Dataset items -
-*-*-
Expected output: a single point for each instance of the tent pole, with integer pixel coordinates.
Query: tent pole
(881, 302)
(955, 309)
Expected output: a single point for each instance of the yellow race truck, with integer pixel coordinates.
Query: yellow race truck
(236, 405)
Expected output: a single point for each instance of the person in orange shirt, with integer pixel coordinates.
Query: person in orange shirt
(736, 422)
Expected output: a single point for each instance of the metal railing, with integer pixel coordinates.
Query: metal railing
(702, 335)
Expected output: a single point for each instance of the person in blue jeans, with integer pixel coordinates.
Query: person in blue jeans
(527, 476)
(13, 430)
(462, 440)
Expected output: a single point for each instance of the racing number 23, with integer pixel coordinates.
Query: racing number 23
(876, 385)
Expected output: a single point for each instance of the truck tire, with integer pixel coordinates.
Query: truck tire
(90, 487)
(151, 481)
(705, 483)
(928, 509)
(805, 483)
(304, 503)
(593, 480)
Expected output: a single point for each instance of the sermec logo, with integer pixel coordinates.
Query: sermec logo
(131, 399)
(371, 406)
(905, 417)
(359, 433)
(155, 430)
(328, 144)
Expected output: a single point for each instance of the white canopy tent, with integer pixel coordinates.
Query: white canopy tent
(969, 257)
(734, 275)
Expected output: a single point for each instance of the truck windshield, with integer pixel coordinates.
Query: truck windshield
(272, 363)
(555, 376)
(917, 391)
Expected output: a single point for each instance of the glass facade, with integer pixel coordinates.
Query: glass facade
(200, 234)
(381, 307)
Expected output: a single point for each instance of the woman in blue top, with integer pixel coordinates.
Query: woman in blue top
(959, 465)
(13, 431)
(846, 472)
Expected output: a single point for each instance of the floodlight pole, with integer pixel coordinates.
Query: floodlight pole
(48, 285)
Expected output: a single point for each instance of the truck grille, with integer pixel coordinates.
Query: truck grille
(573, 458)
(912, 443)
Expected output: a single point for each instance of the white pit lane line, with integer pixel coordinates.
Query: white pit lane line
-*-*-
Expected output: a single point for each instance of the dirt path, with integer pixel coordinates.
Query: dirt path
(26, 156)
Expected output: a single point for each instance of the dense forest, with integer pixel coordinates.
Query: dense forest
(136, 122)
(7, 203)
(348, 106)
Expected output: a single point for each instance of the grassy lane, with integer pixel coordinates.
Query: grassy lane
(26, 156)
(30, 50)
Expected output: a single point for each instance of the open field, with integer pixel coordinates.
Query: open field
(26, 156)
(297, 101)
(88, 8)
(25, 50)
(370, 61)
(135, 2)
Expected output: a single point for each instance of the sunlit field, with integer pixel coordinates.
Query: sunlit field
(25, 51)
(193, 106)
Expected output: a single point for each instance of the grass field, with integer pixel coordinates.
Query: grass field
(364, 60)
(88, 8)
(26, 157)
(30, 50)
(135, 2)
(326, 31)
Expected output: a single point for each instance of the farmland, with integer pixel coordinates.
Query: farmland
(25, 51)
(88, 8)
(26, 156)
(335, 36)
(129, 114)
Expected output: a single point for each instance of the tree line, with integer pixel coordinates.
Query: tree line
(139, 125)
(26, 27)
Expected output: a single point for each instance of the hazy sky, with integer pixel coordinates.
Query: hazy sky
-*-*-
Retype, exactly and in full, the lines above from the one containing "Query: white canopy tent" through the one containing "Query: white pit lane line".

Query: white canopy tent
(969, 257)
(734, 275)
Expected output: a single point for each instance of the truck windshield, with integer pixel coordinates.
Query: truck windshield
(272, 363)
(555, 376)
(917, 391)
Expected output: a single point for each instance of the glass facade, with integer pixel coordinates.
Query: glass facade
(200, 234)
(381, 307)
Expected output: a single point for each instance of the woman in blue top, with integer pixel coordinates.
Query: woman in blue top
(959, 465)
(13, 431)
(846, 472)
Expected output: a single point for each instance of the floodlight pole, with integer pixel coordinates.
Query: floodlight pole
(48, 285)
Expected output: a single point for each instance of the truck grille, with integer pixel coordinates.
Query: truck grille
(573, 458)
(912, 443)
Expected output: a single point for each instance of the white pit lane line, with integer pixel coordinates.
Query: white pit lane line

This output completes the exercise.